Quoted text ->
>> begin

Movie remakes: Which movies deserve a do-over?

I’ve had a lot of different opinions concerning remakes recently. Everywhere I look, another one seems to pop up, from the lackluster Straw Dogs to the hilariously thrilling Fright Night. I tend to see two different reactions to remakes. If you’ve seen the original film, whether you loved it or hated it, you’re wary of another attempt at it again. Either it’ll be just as bad as the original or a botched blasphemy. If you haven’t seen the original, then you stand a chance of finding more enthusiasm.

There have been plenty of great remakes among the disappointments as well. Compared to it’s loud and campy predecessors, The Dark Knight series has been welcome with it’s dark and gritty take on the infamous Batman origins.

>> end

Supplied data ->

>> begin

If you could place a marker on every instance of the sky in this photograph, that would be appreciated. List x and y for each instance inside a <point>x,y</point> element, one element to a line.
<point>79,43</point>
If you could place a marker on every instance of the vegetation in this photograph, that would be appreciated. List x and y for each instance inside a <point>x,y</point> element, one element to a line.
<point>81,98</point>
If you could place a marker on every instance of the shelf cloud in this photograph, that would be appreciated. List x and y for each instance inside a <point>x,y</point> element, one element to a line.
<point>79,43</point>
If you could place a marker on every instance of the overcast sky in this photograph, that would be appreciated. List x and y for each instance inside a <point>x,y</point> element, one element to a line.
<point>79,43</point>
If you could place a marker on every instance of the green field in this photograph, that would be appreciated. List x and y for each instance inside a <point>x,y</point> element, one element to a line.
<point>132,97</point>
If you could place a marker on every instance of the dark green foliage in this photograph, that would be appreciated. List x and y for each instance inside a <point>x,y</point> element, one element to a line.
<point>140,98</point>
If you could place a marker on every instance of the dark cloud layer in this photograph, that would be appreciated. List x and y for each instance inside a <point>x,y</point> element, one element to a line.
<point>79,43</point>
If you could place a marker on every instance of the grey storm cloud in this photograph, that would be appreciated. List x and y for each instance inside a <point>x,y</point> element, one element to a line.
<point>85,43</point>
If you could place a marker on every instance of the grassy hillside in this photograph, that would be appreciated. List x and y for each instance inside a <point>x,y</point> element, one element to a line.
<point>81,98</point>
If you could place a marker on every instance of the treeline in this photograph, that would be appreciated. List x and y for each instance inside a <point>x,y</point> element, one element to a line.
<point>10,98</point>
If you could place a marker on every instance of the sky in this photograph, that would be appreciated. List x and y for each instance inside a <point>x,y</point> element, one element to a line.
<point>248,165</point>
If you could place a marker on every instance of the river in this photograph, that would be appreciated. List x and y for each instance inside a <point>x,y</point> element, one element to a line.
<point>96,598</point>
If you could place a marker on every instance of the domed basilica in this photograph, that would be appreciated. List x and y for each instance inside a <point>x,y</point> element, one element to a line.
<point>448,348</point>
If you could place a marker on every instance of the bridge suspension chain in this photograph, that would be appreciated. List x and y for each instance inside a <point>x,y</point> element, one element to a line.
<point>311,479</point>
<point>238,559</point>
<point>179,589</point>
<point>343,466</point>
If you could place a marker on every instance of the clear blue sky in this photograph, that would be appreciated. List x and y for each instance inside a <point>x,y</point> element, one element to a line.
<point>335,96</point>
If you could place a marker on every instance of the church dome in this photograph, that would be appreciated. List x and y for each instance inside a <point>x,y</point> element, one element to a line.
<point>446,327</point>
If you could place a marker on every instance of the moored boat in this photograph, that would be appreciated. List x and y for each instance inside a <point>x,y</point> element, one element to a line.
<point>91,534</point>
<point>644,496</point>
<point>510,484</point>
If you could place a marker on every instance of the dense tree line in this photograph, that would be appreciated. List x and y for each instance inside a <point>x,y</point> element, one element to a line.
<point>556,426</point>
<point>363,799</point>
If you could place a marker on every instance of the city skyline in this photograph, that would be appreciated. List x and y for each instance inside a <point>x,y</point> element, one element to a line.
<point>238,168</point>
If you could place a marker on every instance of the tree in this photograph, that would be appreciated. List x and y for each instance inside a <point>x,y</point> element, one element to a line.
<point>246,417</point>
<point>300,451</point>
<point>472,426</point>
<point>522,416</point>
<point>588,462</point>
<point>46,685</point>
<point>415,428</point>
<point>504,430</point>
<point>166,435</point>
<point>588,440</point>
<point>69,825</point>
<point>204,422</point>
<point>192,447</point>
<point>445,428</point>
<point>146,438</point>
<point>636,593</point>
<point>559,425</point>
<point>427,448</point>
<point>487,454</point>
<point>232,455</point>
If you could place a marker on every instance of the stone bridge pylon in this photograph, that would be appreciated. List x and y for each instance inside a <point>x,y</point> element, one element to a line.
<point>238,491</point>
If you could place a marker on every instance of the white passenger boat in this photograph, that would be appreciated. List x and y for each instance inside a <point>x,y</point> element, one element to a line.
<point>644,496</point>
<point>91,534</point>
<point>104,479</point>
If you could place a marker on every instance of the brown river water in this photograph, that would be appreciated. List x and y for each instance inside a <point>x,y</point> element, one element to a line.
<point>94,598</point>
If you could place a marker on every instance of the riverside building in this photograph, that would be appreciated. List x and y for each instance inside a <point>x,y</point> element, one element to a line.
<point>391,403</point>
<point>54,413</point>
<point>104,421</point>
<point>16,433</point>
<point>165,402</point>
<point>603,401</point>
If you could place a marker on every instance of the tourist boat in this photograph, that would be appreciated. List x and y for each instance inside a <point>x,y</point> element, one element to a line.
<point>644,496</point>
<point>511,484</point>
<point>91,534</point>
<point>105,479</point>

>> end

Resume the essay on movie remakes, continuing on from its final sentence.

The Oscars aren’t exempt from remakes either. As USA Today points out, most of the nominations films are adaptations of books, and the Guardian thinks the adaptations will be favored to sweep most of the awards. Since I double-time as a bookseller, I can vouch that a lot of people come through wanting to read the books before seeing the movies. The Girl with the Dragon Tattoo is a good example. The Artist is one of the only original films up for many awards, and I think it stands to win.

So while we’re talking about the idea that not all remakes are bad, I asked some of the writers here at Cinema Soldier what they’d like to see adapted to the big screen from another medium, or some movies that they would love to see get another chance (or a third). Below are our picks for the movies most deserving of remakes.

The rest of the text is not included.